Records from a dataset:
· · · ·

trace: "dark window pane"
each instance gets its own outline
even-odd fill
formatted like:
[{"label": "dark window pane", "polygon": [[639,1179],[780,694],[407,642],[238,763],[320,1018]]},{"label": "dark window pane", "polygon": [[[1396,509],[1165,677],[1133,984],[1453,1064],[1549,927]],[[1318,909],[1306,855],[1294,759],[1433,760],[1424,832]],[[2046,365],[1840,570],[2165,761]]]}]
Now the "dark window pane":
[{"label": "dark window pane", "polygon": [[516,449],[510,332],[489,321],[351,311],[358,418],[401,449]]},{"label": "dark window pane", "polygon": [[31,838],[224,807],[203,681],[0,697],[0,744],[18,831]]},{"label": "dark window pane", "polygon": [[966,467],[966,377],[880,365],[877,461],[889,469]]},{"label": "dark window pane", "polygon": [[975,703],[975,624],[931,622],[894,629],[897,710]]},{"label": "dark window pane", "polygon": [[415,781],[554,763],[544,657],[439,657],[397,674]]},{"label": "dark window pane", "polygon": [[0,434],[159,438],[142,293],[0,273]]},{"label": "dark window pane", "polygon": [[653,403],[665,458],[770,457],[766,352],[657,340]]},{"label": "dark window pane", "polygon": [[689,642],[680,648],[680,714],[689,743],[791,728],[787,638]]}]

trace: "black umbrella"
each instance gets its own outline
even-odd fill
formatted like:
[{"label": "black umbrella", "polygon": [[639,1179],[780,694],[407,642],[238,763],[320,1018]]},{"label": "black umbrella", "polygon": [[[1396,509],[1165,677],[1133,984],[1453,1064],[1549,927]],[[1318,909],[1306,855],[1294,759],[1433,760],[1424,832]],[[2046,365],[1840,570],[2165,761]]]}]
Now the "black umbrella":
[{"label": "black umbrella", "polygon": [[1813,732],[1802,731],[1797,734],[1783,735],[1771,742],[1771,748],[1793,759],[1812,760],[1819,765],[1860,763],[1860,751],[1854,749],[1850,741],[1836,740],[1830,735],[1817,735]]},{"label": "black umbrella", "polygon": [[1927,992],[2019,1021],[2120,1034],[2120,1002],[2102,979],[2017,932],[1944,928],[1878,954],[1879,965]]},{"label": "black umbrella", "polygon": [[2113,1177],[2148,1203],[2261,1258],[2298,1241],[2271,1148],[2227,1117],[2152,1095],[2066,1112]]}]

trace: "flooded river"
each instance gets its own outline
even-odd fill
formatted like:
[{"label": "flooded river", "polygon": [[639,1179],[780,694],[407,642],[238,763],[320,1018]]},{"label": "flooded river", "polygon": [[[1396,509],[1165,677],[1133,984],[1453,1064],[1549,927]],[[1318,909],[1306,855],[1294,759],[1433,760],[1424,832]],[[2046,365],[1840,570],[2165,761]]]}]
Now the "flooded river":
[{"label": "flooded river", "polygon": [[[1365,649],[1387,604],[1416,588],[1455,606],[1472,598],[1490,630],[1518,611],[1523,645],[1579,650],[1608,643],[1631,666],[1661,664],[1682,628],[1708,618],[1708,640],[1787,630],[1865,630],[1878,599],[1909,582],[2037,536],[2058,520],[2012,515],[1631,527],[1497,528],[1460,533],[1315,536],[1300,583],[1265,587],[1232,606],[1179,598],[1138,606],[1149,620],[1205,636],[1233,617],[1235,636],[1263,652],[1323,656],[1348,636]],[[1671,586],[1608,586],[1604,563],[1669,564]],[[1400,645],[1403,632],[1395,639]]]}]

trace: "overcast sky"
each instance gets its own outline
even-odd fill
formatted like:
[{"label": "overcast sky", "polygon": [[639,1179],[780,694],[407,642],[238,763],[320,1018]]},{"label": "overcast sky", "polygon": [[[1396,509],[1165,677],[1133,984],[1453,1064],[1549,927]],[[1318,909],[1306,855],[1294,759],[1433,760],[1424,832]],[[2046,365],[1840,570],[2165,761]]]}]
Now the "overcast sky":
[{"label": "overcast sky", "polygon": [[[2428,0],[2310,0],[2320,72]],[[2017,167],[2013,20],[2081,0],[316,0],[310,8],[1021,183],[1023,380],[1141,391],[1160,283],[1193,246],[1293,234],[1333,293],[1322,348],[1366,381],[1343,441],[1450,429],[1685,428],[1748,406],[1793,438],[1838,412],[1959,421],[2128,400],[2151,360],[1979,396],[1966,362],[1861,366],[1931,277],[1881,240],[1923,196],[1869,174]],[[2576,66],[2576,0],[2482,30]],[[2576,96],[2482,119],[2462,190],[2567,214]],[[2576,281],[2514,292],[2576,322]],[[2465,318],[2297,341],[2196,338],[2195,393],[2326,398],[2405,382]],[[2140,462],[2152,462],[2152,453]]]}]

· · · ·

◆ Problem details ◆
Please set down each entry again, word for word.

◆ Answer to this problem ◆
trace: "dark window pane"
each instance gets its own outline
even-odd fill
formatted like:
[{"label": "dark window pane", "polygon": [[639,1179],[780,694],[407,642],[238,763],[320,1018]]},{"label": "dark window pane", "polygon": [[[1396,509],[1165,677],[1133,984],[1453,1064],[1549,927]],[[1318,909],[1306,855],[1294,759],[1433,760],[1424,832]],[[2046,365],[1840,570],[2165,761]]]}]
Now the "dark window pane":
[{"label": "dark window pane", "polygon": [[516,449],[510,332],[489,321],[351,311],[358,418],[401,449]]},{"label": "dark window pane", "polygon": [[31,838],[224,807],[203,681],[0,697],[0,744],[18,831]]},{"label": "dark window pane", "polygon": [[966,467],[966,377],[880,365],[877,461],[889,469]]},{"label": "dark window pane", "polygon": [[975,703],[975,624],[931,622],[894,629],[897,710]]},{"label": "dark window pane", "polygon": [[415,781],[554,763],[544,657],[439,657],[397,674]]},{"label": "dark window pane", "polygon": [[0,434],[159,438],[142,293],[0,273]]},{"label": "dark window pane", "polygon": [[653,403],[665,458],[770,457],[766,352],[657,340]]},{"label": "dark window pane", "polygon": [[689,642],[680,648],[680,714],[689,743],[791,728],[787,638]]}]

trace: "black umbrella"
each instance gets its own outline
even-odd fill
formatted like:
[{"label": "black umbrella", "polygon": [[639,1179],[780,694],[407,642],[238,763],[320,1018]]},{"label": "black umbrella", "polygon": [[[1396,509],[1165,677],[1133,984],[1453,1064],[1549,927]],[[1318,909],[1306,855],[1294,759],[1433,760],[1424,832]],[[2046,365],[1840,570],[2165,761]]]}]
Now the "black umbrella":
[{"label": "black umbrella", "polygon": [[1813,732],[1802,731],[1797,734],[1783,735],[1771,742],[1771,748],[1793,759],[1812,760],[1819,765],[1860,763],[1860,751],[1854,749],[1850,741],[1836,740],[1830,735],[1817,735]]},{"label": "black umbrella", "polygon": [[1927,992],[2019,1021],[2120,1034],[2120,1002],[2102,979],[2017,932],[1944,928],[1878,954],[1879,965]]},{"label": "black umbrella", "polygon": [[2113,1177],[2148,1203],[2261,1258],[2298,1241],[2271,1148],[2227,1117],[2152,1095],[2066,1112]]}]

trace: "flooded river"
each instance gets its own outline
even-odd fill
formatted like:
[{"label": "flooded river", "polygon": [[639,1179],[780,694],[407,642],[238,763],[320,1018]]},{"label": "flooded river", "polygon": [[[1396,509],[1165,677],[1133,984],[1453,1064],[1549,927]],[[1318,909],[1306,855],[1294,759],[1433,760],[1424,832]],[[2046,365],[1840,570],[2165,761]]]}]
Now the "flooded river":
[{"label": "flooded river", "polygon": [[[1365,649],[1387,604],[1416,588],[1455,606],[1472,598],[1490,630],[1518,611],[1523,645],[1579,650],[1608,643],[1631,666],[1661,664],[1682,628],[1708,618],[1708,640],[1787,630],[1865,630],[1878,599],[1909,582],[2037,536],[2058,520],[2012,515],[1631,527],[1497,528],[1460,533],[1315,536],[1300,583],[1265,587],[1232,606],[1179,598],[1138,606],[1149,620],[1205,636],[1233,617],[1235,636],[1263,652],[1323,656],[1348,636]],[[1671,586],[1608,586],[1604,563],[1669,564]],[[1400,645],[1403,632],[1395,639]]]}]

trace: "overcast sky"
each instance gets its own outline
even-odd fill
formatted like:
[{"label": "overcast sky", "polygon": [[639,1179],[780,694],[407,642],[238,763],[320,1018]]},{"label": "overcast sky", "polygon": [[[1396,509],[1165,677],[1133,984],[1453,1064],[1549,927]],[[1318,909],[1306,855],[1294,759],[1433,760],[1424,832]],[[2046,365],[1840,570],[2165,761]]]}]
Now the "overcast sky":
[{"label": "overcast sky", "polygon": [[[2428,0],[2310,0],[2320,72]],[[2017,167],[2013,20],[2081,0],[316,0],[310,8],[1021,183],[1023,380],[1141,391],[1160,283],[1193,246],[1293,234],[1333,293],[1322,348],[1366,381],[1343,441],[1450,429],[1685,428],[1748,406],[1793,438],[1838,412],[1959,421],[2128,400],[2151,360],[1979,396],[1966,362],[1861,366],[1931,277],[1881,240],[1923,196],[1869,174]],[[2576,66],[2576,0],[2482,30]],[[2576,96],[2482,119],[2462,190],[2567,214]],[[2576,281],[2514,292],[2576,322]],[[2465,318],[2297,341],[2196,338],[2195,393],[2326,398],[2405,382]],[[2140,462],[2152,462],[2152,453]]]}]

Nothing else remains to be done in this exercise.